Exercise aim |
Copy the rows below word for word, beginning at the line that contains "Would you mind pointing at the blue" and stopping after the last line of the rows.
• • •
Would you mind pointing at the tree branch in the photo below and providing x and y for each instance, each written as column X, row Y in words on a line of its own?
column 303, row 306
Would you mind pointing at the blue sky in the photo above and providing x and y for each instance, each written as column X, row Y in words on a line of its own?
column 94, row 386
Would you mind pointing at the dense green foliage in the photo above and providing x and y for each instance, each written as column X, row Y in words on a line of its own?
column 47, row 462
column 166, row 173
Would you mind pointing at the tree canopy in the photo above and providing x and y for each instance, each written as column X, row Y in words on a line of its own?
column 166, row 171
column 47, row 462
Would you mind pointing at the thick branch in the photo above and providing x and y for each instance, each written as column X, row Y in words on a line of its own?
• • •
Solution below |
Would you mind pointing at the blue sky in the photo above and providing x and y for each instance, each written as column X, row Y in words on a line of its own?
column 94, row 386
Would you mind pointing at the dense green foliage in the photo above and providing x and y for each instance, each written as column X, row Y in words on a line of its own?
column 47, row 462
column 166, row 173
Would you mind pointing at the tree canopy in the photo above and providing x and y for each instance, each written as column X, row Y in words on a line of its own?
column 166, row 171
column 47, row 462
Would you mind pointing at the thick branch in the photo above and providing x and y for each instance, each written as column X, row Y in words on a line of its own?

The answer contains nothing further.